◆ RECORDS FOR THE TASK ◆
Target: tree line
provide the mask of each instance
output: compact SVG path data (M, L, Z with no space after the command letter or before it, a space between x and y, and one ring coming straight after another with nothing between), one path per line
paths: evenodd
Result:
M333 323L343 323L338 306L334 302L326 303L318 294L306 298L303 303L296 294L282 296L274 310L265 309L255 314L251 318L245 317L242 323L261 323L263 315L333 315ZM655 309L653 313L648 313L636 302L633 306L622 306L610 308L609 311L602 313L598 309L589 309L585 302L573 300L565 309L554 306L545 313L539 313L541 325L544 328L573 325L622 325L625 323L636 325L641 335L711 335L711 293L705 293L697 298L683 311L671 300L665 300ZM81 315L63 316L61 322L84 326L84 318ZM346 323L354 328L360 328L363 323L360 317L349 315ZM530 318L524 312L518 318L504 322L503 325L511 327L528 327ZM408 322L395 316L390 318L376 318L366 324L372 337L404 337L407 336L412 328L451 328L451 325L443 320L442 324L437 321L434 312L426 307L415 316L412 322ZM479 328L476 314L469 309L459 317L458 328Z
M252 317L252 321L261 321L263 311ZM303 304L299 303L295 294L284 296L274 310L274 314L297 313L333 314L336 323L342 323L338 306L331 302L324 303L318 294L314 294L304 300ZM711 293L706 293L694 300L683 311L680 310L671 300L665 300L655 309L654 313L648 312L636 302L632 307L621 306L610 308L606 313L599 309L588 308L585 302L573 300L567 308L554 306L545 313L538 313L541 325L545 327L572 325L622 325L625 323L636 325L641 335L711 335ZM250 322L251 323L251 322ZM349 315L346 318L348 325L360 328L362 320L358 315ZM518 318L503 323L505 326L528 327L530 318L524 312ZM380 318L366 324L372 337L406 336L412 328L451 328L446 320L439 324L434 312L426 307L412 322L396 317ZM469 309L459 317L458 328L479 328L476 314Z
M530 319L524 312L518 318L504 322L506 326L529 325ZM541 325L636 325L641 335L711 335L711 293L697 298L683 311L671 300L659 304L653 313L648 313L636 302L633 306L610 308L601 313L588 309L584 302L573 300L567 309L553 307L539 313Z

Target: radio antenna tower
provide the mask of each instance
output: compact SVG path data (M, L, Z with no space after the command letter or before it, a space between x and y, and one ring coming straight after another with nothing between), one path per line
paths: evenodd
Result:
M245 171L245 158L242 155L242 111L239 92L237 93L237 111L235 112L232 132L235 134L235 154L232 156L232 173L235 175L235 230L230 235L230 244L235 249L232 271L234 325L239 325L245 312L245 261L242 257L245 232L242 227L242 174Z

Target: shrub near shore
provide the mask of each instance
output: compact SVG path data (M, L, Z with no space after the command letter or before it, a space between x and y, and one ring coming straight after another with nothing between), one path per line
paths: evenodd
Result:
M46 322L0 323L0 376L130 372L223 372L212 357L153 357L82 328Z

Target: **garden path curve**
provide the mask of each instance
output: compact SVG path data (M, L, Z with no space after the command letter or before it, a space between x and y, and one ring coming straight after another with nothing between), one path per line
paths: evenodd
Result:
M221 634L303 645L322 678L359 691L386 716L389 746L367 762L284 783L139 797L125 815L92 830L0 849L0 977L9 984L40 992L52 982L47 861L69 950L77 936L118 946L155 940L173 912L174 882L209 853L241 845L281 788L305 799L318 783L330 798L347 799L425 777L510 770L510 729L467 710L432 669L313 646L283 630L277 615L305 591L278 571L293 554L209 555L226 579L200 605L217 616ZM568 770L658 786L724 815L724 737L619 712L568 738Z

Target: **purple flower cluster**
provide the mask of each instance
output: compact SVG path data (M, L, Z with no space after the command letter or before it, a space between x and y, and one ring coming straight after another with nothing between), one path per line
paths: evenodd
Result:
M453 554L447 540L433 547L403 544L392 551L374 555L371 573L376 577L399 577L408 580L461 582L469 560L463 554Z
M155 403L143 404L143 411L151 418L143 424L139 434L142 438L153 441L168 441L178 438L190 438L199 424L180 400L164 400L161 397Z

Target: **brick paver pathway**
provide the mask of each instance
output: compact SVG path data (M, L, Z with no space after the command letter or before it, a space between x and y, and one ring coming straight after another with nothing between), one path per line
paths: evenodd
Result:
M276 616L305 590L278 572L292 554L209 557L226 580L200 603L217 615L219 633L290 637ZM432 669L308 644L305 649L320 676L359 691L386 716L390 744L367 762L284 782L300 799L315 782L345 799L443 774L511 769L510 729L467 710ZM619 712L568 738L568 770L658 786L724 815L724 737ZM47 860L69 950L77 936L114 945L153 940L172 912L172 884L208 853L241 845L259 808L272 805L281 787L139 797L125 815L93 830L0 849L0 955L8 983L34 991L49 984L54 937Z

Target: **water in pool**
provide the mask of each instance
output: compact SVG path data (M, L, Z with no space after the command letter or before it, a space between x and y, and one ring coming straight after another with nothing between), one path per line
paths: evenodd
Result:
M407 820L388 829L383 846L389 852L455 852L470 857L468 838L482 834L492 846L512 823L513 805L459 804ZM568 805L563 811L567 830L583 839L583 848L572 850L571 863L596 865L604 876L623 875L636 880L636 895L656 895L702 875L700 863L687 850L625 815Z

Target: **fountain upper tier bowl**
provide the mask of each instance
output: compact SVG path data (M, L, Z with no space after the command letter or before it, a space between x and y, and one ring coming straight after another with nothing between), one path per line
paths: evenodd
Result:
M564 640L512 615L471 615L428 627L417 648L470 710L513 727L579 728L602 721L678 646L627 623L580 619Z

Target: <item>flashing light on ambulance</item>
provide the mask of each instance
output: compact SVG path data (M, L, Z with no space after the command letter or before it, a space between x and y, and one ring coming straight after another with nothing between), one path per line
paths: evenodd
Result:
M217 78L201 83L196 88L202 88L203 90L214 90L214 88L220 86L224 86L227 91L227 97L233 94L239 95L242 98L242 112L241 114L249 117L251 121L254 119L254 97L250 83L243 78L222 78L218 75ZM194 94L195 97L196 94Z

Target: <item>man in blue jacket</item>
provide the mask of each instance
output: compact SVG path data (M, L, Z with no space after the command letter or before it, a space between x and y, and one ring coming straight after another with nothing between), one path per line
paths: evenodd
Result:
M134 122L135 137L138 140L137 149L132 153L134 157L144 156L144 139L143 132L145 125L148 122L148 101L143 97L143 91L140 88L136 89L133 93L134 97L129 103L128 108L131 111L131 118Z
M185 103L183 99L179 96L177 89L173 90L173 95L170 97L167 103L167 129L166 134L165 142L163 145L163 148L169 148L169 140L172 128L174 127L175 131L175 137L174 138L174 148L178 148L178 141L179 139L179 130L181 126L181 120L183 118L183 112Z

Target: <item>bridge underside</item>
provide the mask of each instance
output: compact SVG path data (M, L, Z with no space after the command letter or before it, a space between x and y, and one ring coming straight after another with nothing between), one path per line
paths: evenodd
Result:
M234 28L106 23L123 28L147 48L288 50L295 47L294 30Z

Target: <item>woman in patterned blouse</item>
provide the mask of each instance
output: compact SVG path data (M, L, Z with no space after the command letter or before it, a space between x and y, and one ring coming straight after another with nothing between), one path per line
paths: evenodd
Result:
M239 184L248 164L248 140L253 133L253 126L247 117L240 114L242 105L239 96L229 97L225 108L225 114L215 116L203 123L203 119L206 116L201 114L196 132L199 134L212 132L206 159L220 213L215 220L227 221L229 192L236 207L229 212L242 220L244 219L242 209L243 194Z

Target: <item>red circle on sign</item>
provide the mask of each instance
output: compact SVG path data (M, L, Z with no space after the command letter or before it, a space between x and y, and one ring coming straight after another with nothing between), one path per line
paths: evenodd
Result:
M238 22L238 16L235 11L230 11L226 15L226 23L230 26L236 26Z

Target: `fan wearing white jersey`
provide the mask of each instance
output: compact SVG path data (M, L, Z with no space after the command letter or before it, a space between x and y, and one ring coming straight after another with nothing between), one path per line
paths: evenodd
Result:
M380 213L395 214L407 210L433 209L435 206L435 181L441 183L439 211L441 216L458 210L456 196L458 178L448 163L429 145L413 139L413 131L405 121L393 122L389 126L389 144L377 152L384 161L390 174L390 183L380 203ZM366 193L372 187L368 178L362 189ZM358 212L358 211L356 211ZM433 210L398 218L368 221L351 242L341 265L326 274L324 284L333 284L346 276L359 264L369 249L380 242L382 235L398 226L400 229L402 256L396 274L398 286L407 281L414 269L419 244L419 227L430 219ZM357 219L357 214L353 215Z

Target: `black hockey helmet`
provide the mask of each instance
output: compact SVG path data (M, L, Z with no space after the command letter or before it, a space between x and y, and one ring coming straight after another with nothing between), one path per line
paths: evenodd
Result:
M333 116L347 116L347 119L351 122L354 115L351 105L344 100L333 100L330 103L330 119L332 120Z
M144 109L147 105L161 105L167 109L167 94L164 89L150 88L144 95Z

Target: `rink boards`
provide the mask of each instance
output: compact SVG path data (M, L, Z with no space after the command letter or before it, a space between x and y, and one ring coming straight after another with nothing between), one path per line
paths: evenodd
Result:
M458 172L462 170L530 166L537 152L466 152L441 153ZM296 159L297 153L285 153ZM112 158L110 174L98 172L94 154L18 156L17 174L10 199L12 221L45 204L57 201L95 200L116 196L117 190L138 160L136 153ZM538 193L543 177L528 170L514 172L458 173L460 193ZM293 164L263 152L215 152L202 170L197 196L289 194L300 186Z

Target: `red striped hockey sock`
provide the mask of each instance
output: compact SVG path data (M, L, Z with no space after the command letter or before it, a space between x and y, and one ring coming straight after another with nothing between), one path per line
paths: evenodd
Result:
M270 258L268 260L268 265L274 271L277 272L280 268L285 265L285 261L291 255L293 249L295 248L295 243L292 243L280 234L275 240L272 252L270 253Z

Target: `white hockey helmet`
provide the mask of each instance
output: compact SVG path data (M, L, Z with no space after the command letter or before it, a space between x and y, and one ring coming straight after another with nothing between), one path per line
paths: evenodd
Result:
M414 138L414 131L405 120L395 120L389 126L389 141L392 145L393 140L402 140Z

◆ YOUR OBJECTIVE ◆
Please return every line from the entries above that contains the word "white".

◆ COMPLETE OUTPUT ◆
Target: `fan wearing white jersey`
Target: `white hockey helmet`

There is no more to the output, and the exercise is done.